◆ **TASK INSTRUCTIONS**:
Starting with the line that contains "Could you point out the black running", copy every line through the end of the data below, exactly and with nothing added.

>> START ITEMS

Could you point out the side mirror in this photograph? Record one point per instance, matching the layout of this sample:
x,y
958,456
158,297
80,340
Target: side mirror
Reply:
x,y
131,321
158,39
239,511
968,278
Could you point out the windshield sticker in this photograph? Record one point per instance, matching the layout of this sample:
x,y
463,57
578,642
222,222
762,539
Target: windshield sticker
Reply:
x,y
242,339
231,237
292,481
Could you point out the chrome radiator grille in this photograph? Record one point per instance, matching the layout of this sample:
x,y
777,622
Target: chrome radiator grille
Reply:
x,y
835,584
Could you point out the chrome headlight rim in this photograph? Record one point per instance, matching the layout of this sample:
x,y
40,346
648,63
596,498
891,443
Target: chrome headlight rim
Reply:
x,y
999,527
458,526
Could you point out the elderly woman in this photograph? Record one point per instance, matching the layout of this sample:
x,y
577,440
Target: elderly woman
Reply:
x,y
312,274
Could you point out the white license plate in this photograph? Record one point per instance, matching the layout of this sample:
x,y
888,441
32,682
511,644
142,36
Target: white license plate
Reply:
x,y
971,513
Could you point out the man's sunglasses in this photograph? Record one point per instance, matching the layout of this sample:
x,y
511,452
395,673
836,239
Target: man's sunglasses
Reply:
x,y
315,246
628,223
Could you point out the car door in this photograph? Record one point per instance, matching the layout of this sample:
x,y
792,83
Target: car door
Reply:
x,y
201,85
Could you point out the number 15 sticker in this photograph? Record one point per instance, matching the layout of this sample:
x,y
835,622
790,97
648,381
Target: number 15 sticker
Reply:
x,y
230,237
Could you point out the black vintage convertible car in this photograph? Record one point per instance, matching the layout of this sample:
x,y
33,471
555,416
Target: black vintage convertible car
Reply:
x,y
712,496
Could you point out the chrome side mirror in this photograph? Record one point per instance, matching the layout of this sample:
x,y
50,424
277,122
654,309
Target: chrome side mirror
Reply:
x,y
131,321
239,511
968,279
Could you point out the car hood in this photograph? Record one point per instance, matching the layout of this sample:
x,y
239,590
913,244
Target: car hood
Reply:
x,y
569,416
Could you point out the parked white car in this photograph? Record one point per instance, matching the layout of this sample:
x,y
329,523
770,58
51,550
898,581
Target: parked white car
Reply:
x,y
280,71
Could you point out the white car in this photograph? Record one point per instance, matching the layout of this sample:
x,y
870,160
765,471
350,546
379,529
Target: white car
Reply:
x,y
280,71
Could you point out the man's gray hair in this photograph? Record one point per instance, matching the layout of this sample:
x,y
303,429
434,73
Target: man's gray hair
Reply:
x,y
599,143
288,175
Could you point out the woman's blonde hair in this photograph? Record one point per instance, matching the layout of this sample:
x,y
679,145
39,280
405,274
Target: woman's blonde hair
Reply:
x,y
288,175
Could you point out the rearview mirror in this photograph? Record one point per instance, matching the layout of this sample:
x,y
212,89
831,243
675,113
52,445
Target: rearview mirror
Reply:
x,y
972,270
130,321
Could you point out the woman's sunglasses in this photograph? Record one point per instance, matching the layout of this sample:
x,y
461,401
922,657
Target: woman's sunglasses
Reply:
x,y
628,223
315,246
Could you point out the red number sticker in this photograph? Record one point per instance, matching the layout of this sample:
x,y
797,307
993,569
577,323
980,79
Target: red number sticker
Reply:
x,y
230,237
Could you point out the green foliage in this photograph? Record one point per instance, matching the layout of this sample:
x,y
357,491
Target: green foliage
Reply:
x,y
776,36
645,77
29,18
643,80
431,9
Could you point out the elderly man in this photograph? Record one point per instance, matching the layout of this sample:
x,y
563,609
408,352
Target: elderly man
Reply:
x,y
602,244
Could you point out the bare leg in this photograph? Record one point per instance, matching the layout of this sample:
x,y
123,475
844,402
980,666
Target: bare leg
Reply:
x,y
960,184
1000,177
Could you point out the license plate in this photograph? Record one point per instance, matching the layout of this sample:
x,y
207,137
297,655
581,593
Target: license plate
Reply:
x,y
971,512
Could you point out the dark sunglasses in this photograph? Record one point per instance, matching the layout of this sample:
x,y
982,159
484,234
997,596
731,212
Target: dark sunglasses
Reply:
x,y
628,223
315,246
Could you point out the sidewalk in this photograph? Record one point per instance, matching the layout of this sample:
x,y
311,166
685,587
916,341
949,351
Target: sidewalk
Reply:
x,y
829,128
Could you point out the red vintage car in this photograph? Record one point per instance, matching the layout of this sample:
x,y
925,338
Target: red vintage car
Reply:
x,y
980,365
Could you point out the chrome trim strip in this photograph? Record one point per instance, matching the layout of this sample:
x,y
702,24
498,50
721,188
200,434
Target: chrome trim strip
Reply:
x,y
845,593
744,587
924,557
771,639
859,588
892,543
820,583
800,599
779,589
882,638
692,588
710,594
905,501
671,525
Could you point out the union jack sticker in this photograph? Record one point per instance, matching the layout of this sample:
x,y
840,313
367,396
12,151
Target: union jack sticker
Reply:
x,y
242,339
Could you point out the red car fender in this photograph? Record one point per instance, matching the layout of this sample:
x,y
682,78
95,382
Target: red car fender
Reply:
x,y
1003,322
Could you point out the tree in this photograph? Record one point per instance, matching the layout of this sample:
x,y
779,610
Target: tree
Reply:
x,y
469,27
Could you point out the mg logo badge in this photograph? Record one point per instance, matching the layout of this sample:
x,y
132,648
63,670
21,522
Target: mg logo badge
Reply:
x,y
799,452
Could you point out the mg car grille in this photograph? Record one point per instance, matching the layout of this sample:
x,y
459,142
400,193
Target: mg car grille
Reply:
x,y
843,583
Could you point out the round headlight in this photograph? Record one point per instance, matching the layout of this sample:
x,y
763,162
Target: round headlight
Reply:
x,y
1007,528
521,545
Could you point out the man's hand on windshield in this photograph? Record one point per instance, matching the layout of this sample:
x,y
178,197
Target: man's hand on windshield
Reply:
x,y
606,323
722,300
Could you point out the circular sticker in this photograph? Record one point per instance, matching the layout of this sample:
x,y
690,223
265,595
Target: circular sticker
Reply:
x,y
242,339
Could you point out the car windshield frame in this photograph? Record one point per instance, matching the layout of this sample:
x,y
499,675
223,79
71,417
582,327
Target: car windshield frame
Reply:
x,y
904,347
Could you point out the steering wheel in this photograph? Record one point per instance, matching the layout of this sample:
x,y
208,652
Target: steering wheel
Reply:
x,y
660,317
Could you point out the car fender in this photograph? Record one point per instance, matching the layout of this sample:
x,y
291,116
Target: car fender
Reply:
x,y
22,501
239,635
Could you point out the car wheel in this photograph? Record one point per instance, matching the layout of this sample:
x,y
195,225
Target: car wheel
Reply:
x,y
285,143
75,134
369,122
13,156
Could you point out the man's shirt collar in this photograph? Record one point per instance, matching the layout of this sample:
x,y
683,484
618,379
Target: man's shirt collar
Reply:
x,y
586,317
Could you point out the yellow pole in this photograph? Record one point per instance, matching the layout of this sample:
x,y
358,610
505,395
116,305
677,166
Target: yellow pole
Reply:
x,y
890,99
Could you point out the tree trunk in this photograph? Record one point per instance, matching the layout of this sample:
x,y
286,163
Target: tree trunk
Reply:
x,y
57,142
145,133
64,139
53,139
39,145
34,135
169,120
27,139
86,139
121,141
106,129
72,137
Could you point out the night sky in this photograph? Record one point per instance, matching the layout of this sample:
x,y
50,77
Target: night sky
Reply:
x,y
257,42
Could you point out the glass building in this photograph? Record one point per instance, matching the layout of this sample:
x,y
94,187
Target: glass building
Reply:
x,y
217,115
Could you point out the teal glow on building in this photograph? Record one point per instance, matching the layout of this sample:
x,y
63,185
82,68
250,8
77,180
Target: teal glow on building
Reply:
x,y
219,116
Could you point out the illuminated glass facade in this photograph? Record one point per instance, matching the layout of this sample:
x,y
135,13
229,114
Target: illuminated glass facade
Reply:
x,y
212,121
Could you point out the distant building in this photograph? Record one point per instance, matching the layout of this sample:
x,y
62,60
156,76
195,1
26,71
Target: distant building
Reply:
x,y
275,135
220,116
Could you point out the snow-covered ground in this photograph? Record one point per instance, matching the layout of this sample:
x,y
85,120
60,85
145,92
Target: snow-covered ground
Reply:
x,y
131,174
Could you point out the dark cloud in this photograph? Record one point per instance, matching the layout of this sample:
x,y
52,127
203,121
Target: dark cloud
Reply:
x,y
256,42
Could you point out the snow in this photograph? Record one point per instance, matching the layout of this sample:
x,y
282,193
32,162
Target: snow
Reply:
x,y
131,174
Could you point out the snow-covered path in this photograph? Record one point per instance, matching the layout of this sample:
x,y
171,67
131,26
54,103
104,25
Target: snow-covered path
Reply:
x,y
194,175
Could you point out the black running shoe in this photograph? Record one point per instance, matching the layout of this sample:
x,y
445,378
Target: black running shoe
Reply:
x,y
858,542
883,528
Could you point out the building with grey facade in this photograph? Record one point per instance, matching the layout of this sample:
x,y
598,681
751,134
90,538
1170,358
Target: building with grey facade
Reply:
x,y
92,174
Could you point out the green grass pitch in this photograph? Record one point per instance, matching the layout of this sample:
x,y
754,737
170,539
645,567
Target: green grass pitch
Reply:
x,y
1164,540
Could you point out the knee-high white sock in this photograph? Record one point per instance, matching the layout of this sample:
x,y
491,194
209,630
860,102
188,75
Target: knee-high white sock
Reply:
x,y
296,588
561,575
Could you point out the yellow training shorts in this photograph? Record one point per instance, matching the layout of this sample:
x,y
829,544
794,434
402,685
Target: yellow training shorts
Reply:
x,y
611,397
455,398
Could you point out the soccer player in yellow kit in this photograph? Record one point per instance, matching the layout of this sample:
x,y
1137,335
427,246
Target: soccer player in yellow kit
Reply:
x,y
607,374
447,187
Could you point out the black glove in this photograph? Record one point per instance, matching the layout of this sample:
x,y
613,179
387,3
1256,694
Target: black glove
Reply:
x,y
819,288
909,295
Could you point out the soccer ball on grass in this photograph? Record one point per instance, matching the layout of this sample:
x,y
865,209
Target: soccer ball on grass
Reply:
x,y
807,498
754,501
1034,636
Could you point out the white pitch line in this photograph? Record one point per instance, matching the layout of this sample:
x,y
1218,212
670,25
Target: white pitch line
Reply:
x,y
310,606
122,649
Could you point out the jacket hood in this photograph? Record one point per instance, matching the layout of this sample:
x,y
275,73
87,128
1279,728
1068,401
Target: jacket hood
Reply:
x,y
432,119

>> END ITEMS

◆ **ANSWER FOR THE TASK**:
Could you point out the black running shoe in this photograph? Record one point per instance, matching the layout of this sample:
x,y
445,378
Target: black running shoe
Reply:
x,y
858,542
883,528
Could you point out the building with grey facade in this photograph? Record one point per instance, matching the layout of this sample:
x,y
598,681
751,134
90,538
1170,358
Target: building with grey facade
Reply:
x,y
92,174
Could you point out the green grass pitch in this photograph? Record one point per instance, matching the layout of this sample:
x,y
754,737
170,539
645,567
Target: green grass pitch
Reply:
x,y
1164,540
Could you point out the knee-high white sock in this photograph? Record one point per instance, matching the layout of this sample:
x,y
491,194
209,630
860,102
188,75
Target: knee-high white sock
Reply:
x,y
296,588
561,575
Could you point out the yellow training shorts in this photograph? Record one point per instance, matching the layout of this sample:
x,y
829,544
794,434
402,685
Target: yellow training shorts
Reply:
x,y
611,397
455,398
Could you point out the soccer player in yellow kit in this photograph? Record one point per instance, matching the layout of this sample:
x,y
1137,335
427,246
Target: soccer player in yellow kit
Reply:
x,y
607,374
447,187
Could you point out the black glove in this photograph? Record one point per instance, matching the layout of this sample:
x,y
613,179
387,3
1256,694
Target: black glove
Reply:
x,y
819,288
909,295
Could you point out the soccer ball on grass in this photograph? Record one point per instance, matching the layout of this sample:
x,y
865,209
Target: soccer ball on grass
Reply:
x,y
807,498
754,501
1034,636
Could you point out the white pitch line in this photograph? Record one point per instance, matching the layout of this sample:
x,y
1218,212
670,25
Target: white pitch line
Reply:
x,y
310,606
122,649
Could you point out the jacket hood in this photograph? Record one point per instance, matching the layout of this sample:
x,y
275,73
87,128
1279,728
1068,401
Target: jacket hood
Reply:
x,y
432,119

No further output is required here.